#### EXERCISE DESCRIPTION
Copy out every line of the data below word for word, leaving out the pictures.

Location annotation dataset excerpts

^^^^

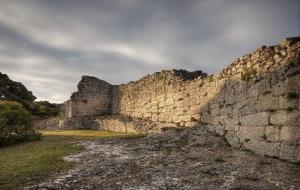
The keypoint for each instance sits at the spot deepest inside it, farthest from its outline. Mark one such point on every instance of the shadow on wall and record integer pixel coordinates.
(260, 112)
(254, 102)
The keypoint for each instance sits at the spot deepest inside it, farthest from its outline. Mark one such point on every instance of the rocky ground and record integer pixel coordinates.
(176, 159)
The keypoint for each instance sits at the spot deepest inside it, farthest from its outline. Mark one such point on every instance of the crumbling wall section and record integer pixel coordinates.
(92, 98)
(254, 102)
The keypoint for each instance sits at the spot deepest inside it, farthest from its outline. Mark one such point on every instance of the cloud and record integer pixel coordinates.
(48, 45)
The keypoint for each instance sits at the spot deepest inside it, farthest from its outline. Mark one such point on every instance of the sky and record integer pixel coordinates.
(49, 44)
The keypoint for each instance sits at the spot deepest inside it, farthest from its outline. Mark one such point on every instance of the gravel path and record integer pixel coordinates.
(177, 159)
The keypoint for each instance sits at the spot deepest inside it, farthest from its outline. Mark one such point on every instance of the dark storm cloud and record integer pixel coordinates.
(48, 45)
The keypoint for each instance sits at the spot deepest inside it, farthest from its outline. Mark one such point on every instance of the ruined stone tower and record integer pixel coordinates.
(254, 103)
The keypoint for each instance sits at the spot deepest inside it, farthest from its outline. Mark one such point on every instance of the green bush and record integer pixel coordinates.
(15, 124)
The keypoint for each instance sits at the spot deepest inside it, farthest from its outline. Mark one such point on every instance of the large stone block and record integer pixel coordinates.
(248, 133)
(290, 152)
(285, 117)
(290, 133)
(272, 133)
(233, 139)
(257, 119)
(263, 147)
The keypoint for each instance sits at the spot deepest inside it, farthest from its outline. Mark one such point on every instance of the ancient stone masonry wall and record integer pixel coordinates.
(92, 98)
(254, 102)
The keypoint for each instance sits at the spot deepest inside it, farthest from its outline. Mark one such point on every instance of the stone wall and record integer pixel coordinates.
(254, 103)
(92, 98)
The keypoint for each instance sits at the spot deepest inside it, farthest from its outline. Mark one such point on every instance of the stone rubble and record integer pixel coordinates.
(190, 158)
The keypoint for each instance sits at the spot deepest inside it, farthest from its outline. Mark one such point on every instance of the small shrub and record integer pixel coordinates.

^^^^

#### COMPLETED TASK
The keypoint for each instance sits at the spot deepest inside it, farthest from its outline. Mark one such point on every instance of the shadow on wall and record integer pixel coordinates.
(260, 112)
(254, 102)
The keypoint for each instance sits at the spot deepest inside it, farthest from its outline. Mark one such point on every instance of the rocky ground and record integer pixel coordinates.
(176, 159)
The keypoint for each instance sits at the spot deepest inside it, farthest from its outline. Mark one such point on every instance of the crumbling wall section and record integer pixel coordinates.
(92, 98)
(254, 102)
The keypoint for each instance sits at the spot deepest inside it, farthest from its outline. Mark one such point on every instance of the cloud and record integer pixel coordinates.
(48, 45)
The keypoint for each instance sits at the spot deepest inside it, farthest from its outline. Mark one such point on every instance of the sky and record integer pixel coordinates.
(49, 44)
The keypoint for each instance sits at the spot deepest inside it, farthest from its outline. Mark one such point on every instance of the gravel path and record integer pixel coordinates.
(177, 159)
The keypoint for each instance sits at the spot deepest inside it, farthest from its outline. Mark one such point on every instance of the dark storm cloud and record integer pixel coordinates.
(48, 45)
The keypoint for each instance sits at the spot deepest inside it, farthest from its outline. Mark one such point on every instance of the ruined stone tower and record integer pixel coordinates.
(254, 103)
The keypoint for each instance sits at the spot deepest inside it, farthest from its outline. Mark one such point on every instance of the green bush and record integer pixel coordinates.
(15, 124)
The keypoint for each instance sits at the spot deepest inside it, farthest from its outline. Mark one such point on every instance of the large stone block and record integer pixel coordinates.
(248, 133)
(290, 152)
(285, 117)
(290, 133)
(272, 133)
(233, 139)
(257, 119)
(263, 147)
The keypoint for each instance sits at the spot deepest inside it, farthest from its outline. Mark one such point on every instance of the ancient stone masonry wall and record integer pixel coordinates.
(92, 98)
(254, 102)
The keypoint for each instance sits at the spot deepest inside it, farthest from its outline. Mark one such point on every instance of the stone wall and record integer pixel coordinates.
(254, 103)
(92, 98)
The keypoint for each instance sits at the spot deepest inside it, farthest from its outline. Mark one such point on every instance of the stone rubble and record integer pixel coordinates.
(190, 158)
The keypoint for each instance sits at the spot deepest inside it, farthest from its outline. Mark one such point on every instance of the small shrub and record integer pixel coordinates.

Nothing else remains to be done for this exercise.